-- WRITTEN TASK --
Copy the stretch from "- Attendance: 21,723" through "the following season." in the ice hockey tournament text, substituting "all-star team" for "all-tournament team".

1988 NCAA Division III men's ice hockey tournament
- Teams: 8
- Finals site: Murray Athletic Center,; Elmira, New York;
- Champions: Wisconsin-River Falls Falcons (1st title)
- Runner-up: Elmira Soaring Eagles (1st title game)
- Semifinalists: Babson Beavers (2nd Frozen Four); Bemidji State Beavers (4th Frozen Four);
- Winning coach: Rick Kozuback (1st title)
- Attendance: 21,723

= 1988 NCAA Division III men's ice hockey tournament =

The 1988 NCAA Division III Men's Ice Hockey Tournament was the culmination of the 1987–88 season, the 5th such tournament in NCAA history. It concluded with Wisconsin-River Falls defeating Elmira in the championship series 3–0 in the deciding mini-game. All Quarterfinals matchups were held at home team venues, while all succeeding games were played in Elmira, New York.

Plattsburgh State's tournament performance was later vacated due to NCAA violations.

The NCAA stopped naming an all-tournament team beginning with this tournament. The all-tournament team would next be awarded in 2009. Additionally, the Tournament Most Outstanding Player was not awarded but it would be conferred the following season.

[Annotation dataset entries]
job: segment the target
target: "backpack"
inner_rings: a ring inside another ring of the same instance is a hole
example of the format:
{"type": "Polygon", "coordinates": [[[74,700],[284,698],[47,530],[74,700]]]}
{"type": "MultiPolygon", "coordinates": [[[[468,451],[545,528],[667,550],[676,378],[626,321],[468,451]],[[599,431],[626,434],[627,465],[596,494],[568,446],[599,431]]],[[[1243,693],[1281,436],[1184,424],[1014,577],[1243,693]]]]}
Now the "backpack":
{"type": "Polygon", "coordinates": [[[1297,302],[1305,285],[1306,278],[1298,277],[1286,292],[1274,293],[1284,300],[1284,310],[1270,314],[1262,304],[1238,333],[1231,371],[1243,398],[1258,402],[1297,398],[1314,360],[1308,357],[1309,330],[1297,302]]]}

-- FULL ANSWER --
- Attendance: 21,723

= 1988 NCAA Division III men's ice hockey tournament =

The 1988 NCAA Division III Men's Ice Hockey Tournament was the culmination of the 1987–88 season, the 5th such tournament in NCAA history. It concluded with Wisconsin-River Falls defeating Elmira in the championship series 3–0 in the deciding mini-game. All Quarterfinals matchups were held at home team venues, while all succeeding games were played in Elmira, New York.

Plattsburgh State's tournament performance was later vacated due to NCAA violations.

The NCAA stopped naming an all-star team beginning with this tournament. The all-star team would next be awarded in 2009. Additionally, the Tournament Most Outstanding Player was not awarded but it would be conferred the following season.